** Begin AVAILABLE RECORDS **

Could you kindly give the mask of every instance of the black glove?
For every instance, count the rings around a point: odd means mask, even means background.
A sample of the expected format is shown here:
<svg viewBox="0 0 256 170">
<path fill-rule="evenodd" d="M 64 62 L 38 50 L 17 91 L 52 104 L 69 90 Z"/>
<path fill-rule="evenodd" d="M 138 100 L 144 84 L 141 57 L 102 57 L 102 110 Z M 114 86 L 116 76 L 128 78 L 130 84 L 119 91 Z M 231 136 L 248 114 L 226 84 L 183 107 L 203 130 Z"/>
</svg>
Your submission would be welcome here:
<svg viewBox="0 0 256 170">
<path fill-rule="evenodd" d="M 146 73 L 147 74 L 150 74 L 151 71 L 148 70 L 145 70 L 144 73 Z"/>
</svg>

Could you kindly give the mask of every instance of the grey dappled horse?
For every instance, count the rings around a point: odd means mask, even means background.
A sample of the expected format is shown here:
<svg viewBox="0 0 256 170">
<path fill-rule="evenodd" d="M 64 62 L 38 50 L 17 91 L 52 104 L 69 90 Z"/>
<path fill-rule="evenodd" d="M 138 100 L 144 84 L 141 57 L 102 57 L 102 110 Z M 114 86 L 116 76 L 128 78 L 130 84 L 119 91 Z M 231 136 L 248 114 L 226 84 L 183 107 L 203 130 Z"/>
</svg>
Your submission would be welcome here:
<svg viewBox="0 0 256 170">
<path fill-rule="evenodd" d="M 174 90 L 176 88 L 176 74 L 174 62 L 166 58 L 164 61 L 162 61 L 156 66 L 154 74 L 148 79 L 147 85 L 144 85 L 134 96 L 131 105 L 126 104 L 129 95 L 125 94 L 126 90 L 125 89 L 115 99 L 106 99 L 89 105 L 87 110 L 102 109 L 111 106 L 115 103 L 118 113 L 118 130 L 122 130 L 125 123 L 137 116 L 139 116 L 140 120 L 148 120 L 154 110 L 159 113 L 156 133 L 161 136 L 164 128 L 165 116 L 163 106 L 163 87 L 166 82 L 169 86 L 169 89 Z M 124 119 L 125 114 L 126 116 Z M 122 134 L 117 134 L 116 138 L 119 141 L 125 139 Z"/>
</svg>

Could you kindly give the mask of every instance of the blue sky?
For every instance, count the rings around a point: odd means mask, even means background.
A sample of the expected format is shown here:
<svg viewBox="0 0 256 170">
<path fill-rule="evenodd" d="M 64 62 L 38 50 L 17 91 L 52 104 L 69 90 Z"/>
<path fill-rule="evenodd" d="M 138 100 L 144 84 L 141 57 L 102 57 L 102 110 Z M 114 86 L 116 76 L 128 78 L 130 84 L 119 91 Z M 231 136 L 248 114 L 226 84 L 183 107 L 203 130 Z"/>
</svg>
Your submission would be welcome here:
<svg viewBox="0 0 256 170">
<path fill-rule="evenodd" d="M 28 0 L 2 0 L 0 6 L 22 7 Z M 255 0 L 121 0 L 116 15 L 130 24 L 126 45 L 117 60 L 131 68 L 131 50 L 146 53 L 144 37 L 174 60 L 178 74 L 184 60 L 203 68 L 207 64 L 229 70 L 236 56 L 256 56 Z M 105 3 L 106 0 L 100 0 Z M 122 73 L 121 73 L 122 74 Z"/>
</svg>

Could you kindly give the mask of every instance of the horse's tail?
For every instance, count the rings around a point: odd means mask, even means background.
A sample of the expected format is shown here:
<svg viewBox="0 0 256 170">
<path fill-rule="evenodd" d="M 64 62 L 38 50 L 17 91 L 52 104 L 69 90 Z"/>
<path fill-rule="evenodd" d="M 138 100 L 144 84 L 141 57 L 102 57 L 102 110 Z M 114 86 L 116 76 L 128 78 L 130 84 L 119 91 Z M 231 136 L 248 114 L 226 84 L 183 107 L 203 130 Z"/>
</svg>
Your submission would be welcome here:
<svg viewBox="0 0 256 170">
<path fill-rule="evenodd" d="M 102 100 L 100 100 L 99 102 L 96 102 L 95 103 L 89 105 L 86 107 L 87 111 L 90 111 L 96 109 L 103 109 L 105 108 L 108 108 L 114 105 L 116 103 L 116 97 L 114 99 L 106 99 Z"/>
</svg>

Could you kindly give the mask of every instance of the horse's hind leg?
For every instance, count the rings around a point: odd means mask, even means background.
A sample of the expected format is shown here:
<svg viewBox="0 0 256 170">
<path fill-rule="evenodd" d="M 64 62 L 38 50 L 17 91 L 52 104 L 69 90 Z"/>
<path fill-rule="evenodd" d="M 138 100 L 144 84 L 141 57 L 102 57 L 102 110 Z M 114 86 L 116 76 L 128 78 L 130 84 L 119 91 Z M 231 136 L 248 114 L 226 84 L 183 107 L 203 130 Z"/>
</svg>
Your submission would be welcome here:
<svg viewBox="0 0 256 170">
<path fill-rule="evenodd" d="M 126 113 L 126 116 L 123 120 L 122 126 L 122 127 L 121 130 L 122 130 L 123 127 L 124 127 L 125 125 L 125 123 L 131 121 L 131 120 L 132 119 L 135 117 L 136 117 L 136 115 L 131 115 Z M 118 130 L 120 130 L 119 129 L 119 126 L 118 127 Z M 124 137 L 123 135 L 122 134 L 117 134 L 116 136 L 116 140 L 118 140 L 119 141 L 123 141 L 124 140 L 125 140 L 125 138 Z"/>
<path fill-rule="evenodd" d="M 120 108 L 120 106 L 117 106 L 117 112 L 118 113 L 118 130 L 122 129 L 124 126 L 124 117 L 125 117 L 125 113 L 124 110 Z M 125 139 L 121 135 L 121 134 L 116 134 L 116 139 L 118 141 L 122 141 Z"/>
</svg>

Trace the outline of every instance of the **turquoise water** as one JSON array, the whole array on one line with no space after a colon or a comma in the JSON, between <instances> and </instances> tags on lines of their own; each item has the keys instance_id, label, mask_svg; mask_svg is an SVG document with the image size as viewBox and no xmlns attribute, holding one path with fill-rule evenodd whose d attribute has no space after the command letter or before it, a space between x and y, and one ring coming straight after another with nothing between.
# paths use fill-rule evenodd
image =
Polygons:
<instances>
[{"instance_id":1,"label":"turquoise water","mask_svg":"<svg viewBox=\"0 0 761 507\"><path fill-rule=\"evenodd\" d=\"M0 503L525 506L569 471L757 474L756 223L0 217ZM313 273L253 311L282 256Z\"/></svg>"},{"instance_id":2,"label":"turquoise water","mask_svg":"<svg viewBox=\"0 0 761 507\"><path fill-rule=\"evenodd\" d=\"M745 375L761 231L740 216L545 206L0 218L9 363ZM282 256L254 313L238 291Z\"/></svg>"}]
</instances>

** End AVAILABLE RECORDS **
** Begin AVAILABLE RECORDS **

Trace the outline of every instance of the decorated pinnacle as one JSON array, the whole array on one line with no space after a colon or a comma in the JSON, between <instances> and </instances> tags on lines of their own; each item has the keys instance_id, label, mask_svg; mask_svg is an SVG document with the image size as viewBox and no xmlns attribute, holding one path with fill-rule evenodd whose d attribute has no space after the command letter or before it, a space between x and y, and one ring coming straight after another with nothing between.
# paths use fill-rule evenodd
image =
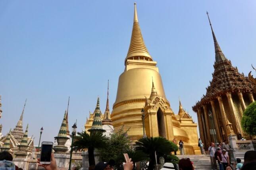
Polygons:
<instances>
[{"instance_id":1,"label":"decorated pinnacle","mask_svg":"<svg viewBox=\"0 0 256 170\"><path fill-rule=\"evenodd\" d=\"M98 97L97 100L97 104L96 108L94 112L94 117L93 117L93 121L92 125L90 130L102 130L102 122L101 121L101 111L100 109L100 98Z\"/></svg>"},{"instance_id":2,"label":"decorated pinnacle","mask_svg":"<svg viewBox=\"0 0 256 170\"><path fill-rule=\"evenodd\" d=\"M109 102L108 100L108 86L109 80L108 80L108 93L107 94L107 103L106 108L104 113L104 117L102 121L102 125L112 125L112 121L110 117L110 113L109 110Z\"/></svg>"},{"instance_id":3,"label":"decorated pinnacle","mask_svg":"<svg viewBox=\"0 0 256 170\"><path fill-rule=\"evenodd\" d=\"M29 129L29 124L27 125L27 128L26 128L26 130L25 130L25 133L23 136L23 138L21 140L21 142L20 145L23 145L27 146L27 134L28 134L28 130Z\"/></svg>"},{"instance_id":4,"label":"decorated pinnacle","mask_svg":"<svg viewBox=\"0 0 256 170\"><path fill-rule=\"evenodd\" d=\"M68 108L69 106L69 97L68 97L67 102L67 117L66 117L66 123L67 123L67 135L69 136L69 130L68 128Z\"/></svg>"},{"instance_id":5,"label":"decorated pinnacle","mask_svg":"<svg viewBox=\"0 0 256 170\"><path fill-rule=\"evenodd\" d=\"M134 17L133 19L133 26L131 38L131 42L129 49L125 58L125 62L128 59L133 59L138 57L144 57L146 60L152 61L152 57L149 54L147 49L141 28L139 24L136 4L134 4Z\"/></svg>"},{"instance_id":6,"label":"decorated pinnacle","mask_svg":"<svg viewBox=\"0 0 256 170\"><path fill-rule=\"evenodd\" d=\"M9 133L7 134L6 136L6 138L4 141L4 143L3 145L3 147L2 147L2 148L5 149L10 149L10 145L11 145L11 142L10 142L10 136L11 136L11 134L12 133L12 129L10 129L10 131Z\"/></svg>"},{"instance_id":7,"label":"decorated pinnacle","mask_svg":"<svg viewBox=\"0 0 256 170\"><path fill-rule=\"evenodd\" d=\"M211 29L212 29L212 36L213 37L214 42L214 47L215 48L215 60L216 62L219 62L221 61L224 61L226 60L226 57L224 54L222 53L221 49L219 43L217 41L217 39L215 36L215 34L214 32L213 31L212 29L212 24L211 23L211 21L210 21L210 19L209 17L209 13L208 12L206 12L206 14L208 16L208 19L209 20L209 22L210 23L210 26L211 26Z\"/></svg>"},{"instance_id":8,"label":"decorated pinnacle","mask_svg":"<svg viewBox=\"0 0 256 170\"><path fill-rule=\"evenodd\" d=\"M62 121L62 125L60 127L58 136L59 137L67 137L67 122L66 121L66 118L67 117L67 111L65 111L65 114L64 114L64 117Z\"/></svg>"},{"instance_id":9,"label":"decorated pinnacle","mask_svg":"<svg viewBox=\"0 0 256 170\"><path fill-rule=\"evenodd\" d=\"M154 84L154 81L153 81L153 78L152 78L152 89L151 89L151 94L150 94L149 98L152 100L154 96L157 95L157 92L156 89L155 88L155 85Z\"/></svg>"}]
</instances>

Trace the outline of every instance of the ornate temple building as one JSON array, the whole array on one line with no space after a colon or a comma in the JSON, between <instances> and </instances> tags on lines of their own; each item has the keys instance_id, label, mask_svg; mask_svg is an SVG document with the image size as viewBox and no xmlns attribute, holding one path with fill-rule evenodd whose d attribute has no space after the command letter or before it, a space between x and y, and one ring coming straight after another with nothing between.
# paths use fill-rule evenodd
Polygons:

** End AVAILABLE RECORDS **

WRITTEN EXERCISE:
Locate every line in the items above that contains the word "Could" and copy each one.

WRITTEN ANSWER:
Could you kindly give the mask of every instance of the black glove?
Could you kindly give the mask of every instance of the grey dappled horse?
Could you kindly give the mask of every instance of the blue sky?
Could you kindly give the mask of every instance of the horse's tail?
Could you kindly give the mask of every instance of the horse's hind leg?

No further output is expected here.